> **WRITTEN EXERCISE**:
In the Job Executor Server description, why is the lib folder left out of the project?

** START EXCERPT PROVIDED **

Job Executor Server

💻 Job Executor Server is a multithreaded server designed to handle and execute jobs submitted by multiple clients (jobCommanders). It uses a producer-consumer model with a queue system, allowing jobs to be executed by worker threads. The server and its components are highly configurable, supporting dynamic thread pools, job cancellation, and job monitoring. Clients communicate with the server via sockets, submitting commands for job execution and server management.

Table of Contents

• Project Structure
• Scripts
• Program Flow
• Commands
  • issueJob
  • setConcurrency
  • stop
  • poll
  • exit
• Signal Handling

Project Structure

The project consists of the following 6 folders:

1. bin: Contains the executables generated from the compilation.
2. build: Contains the object files generated from the compilation.
3. include: Contains all the .h files. The includes.h file includes all the other headers and is used by all .c files.
4. out: Contains temporary pid.output files generated during job execution, which are used for sending the job output to the corresponding jobCommander. These files will be deleted after the program's execution.
5. src: Contains the source code.
6. tests: Includes tests provided in the first assignment, with some modifications (explained below).

Note: The lib folder is omitted because the program does not use external libraries.

Header Files and Their Corresponding C Files

1. queue.h: Implements the queue. This includes functions that use function pointers for comparing (CompareFunc), writing to a file descriptor (WriteFunc), and freeing memory (FreePtr). The queue follows a producer-consumer model, using condition variables and mutexes to block threads when necessary.
2. structs.h: Contains the structures and related functions used in the project. Specifically, it defines the Server structure and the Identifiers stored in the queue.

** END EXCERPT PROVIDED **
** START DATA LINES **

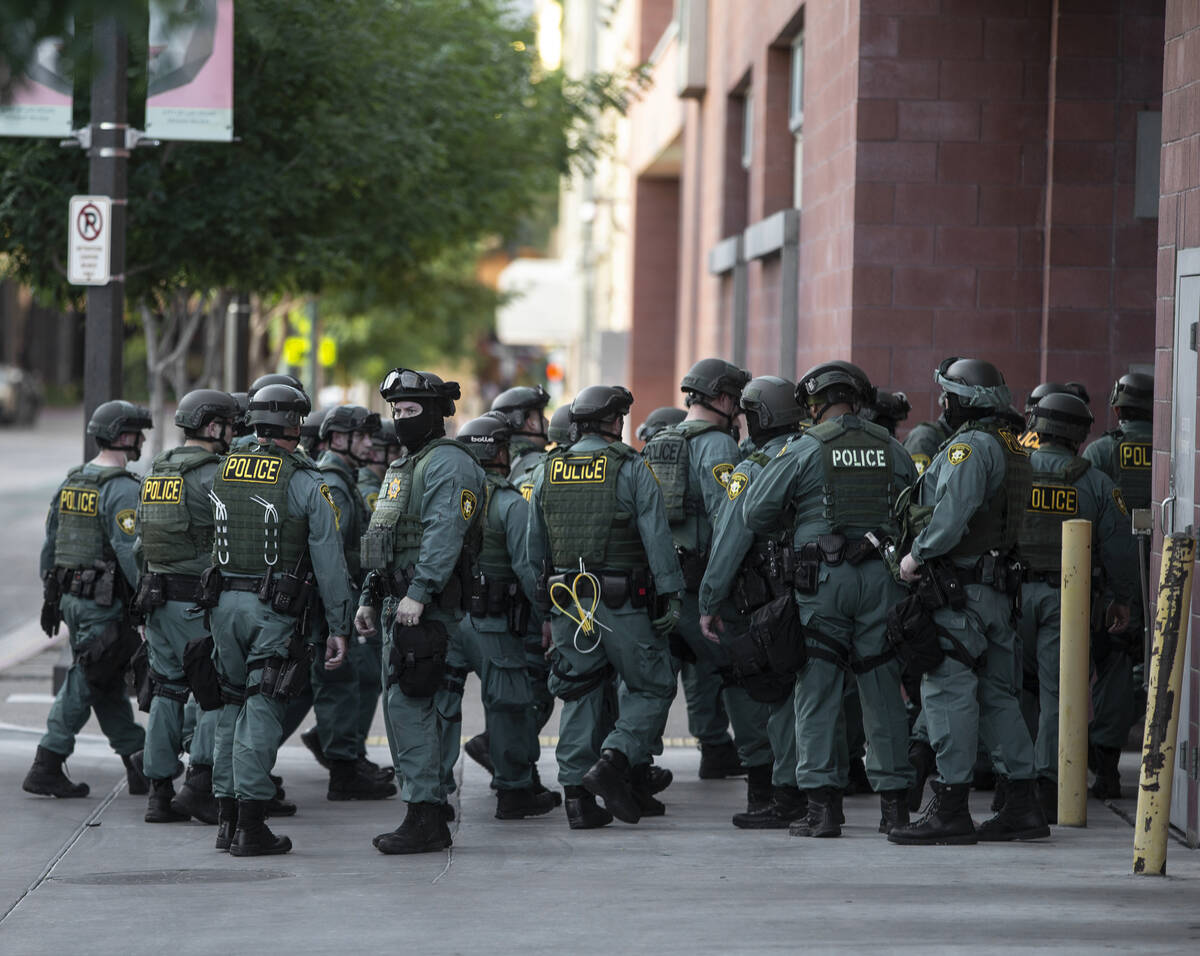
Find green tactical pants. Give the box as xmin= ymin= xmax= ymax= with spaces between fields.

** END DATA LINES **

> **TASK ANSWER**:
The program does not use external libraries.